This article was originally published in Pregnancy Help News March 16, 2022 and is reprinted here with permission.
As countries like Iceland boast of eradicating Down syndrome based upon encouraged elimination of 100% of unborn babies diagnosed with Downs following mass prenatal screenings, many U.S. states are moving to protect vulnerable unborn lives. West Virginia is the latest state to try to put an end to such discriminatory abortions.
On March 12 the West Virginia legislature rushed to pass pro-life legislation as lawmakers convened for the last day of the 2022 session, approving and sending SB 468 to the governor’s desk in hopes of protecting babies with adverse prenatal diagnoses.
SB 468 is known as the “Unborn Child with Down Syndrome Protection and Education Act,” but the bill would protect babies with other disabilities as well.
Breakdown of the law
SB 468 prohibits abortion if the mother is seeking the procedure because of the baby’s disability, including but not limited to Down syndrome. The legislation specifically outlines that “‘because of a disability’ means on account of the presence or presumed presence of a genetic, physical, emotional, or intellectual disability or diagnosis in the unborn human being including, but not limited to, chromosomal disorders or morphological malformations occurring as the result of atypical gene expressions.”
The only exceptions in the law are abortions performed in the case of a medical emergency or if the unborn child has “a life-threatening physical condition that, in reasonable medical judgment, regardless of the provision of life-saving medical treatment, is incompatible with life outside the womb.”
The legislation requires the physician to submit a statement from the mother confirming that the reason for the abortion is not because of a disability.
Additionally, the bill requires that upon administering any prenatal test for any “physical, emotional or intellectual disability or diagnosis” and presenting a positive test result to the parents, that a healthcare practitioner must also provide the expectant or new parent with “up-to-date, evidence-based” educational information “that has been reviewed by medical experts and any national disability rights organizations” on fetal disabilities. This information includes but is not limited to:
1. Physical, developmental, educational, and psychosocial outcomes;
2. Life expectancy;
3. Clinical course;
4. Intellectual and functional development;
5. Treatment options
6. Contact information regarding first call programs and support services, including Information hotlines specific to any in-utero fetal disabilities or conditions; relevant resource centers or clearinghouses; national and local disability rights organizations; and education and support programs.

════

Tasks to carry out:
1 – According to the article on West Virginia's SB 468, on what date did the state legislature pass the bill?
2 – In the article on West Virginia's SB 468, restate the paragraph beginning "SB 468 prohibits abortion" more briefly, keeping its main facts.
3 – Carry on the article about West Virginia's SB 468 from the point where it ends.

Supplied material:
════

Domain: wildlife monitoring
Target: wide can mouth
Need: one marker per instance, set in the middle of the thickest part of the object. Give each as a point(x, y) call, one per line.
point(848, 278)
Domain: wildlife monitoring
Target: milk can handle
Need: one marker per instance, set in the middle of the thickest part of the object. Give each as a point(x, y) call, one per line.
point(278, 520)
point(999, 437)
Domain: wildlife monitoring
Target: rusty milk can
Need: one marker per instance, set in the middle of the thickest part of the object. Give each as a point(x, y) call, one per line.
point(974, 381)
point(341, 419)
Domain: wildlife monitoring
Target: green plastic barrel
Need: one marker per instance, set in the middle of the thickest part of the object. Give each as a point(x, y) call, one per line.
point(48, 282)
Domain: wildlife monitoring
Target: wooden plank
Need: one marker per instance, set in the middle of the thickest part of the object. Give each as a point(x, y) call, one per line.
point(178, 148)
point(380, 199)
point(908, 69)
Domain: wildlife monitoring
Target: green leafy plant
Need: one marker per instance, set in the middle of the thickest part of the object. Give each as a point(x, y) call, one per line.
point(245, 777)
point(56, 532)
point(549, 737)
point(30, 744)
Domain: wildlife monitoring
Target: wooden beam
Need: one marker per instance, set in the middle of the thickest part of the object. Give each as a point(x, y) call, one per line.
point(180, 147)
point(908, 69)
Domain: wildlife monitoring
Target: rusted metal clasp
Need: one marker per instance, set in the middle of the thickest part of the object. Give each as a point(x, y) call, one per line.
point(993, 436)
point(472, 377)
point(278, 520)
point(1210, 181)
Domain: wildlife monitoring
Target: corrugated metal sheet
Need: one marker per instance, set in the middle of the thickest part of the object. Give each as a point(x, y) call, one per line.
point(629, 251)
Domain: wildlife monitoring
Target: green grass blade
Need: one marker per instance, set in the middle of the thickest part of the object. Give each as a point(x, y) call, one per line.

════

Answers for each item:
1 – March 12, the last day of the 2022 session.

2 – SB 468 bans abortion when the mother seeks it because of the baby's disability, including but not limited to Down syndrome. The bill defines "because of a disability" as the presence or presumed presence of a genetic, physical, emotional, or intellectual disability or diagnosis in the unborn child. This includes chromosomal disorders and morphological malformations caused by atypical gene expressions.

3 –
If found in violation of the law, a physician will have their medical license revoked or suspended. Additionally, if a physician submits a false statement report, they are subject to a civil penalty or fine determined by the West Virginia Board of Medicine.
Under a “severability” code, it is also noted that if only part of the legislation is found to be constitutionally enforceable that section of the bill can be enforced alone.
The need for the bill
“This is about science and morality, “State Delegate Kayla Kessinger, R-Fayette said, speaking in favor of the legislation. “It’s about when does life begin and whether or not it has value. Those are the only two questions you have to ask yourself. Do you believe life is present in the womb and do you believe it has value?”
Currently, West Virginia bans abortions after 20 weeks and there is only one abortion facility in the state. However, despite the idea that discriminatory abortions only happen in other countries such as Iceland, Finland, France, and Denmark, it is estimated the abortion rate for babies in the United States diagnosed with Down syndrome is up to 67%. This statistic makes legislation such as SB 468 crucial to not only help protect babies with disabilities but also protect mothers from being pressured to abort based on disability which unfortunately happens often across the globe.
Since the West Virginia legislature passed SB 468 Saturday in a 81-17 vote, the bill now heads to Governor Jim Justice’s desk. The Republican governor has signed pro-life legislation in the past so it is expected he will also approve SB 468.
In March 2020, when signing the Born-Alive Abortion Survivors Protection Act, Justice stated, that “every human life, born or unborn, is precious and truly a gift from God” and “if I had my way, I would stand up here and say I stand for life in all cases, all the time.”
If the governor signs the Unborn Child with Down Syndrome Protection and Education Act, the law will go into effect on July 1, 2022. West Virginia will also join six other states in protecting babies with Down syndrome including Indiana, Ohio,1 North Dakota, Louisiana, Kentucky, and more recently, Missouri and South Dakota.
UPDATE: On March 21, 2022, otherwise known as World Down Syndrome Day, Governor Jim Justice signed this bill into law. As stated above, the law will go into effect July 1, 2022.